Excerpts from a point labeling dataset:
-- -- --

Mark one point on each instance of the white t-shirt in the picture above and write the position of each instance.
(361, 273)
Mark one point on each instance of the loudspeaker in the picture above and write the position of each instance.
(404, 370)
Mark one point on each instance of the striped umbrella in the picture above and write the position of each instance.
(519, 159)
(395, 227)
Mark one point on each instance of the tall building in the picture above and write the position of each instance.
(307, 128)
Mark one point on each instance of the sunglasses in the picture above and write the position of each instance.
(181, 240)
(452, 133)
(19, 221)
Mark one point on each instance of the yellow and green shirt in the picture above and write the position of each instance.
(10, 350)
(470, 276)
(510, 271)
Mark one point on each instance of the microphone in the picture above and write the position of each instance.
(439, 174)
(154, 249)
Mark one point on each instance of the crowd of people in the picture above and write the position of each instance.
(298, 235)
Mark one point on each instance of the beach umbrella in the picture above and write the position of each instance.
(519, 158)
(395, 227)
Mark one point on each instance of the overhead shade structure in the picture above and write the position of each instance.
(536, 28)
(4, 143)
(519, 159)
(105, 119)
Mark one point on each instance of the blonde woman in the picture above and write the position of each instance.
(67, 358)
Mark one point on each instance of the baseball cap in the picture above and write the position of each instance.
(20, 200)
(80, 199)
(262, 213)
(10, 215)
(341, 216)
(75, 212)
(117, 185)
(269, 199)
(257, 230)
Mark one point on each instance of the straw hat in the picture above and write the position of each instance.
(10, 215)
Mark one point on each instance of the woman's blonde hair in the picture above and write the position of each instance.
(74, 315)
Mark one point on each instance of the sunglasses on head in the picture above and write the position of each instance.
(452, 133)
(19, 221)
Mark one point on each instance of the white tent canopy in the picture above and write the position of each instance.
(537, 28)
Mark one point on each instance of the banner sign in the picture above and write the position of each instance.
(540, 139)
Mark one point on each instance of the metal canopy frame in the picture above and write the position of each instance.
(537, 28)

-- -- --

▶ **GIVEN INSTRUCTION**
Swap "banner sign" for "hanging banner" in the lines from the one containing "Mark one point on each instance of the white tent" through the end of the material. Return those lines with nothing else altered.

▶ **ANSWER TO THIS TASK**
Mark one point on each instance of the white tent canopy in the picture above and write the position of each instance.
(537, 28)
Mark one point on each instance of the hanging banner in the picture above and write the position of each instance.
(540, 139)
Mark one point on each instance of the metal canopy frame in the picture above and write the position of each instance.
(537, 28)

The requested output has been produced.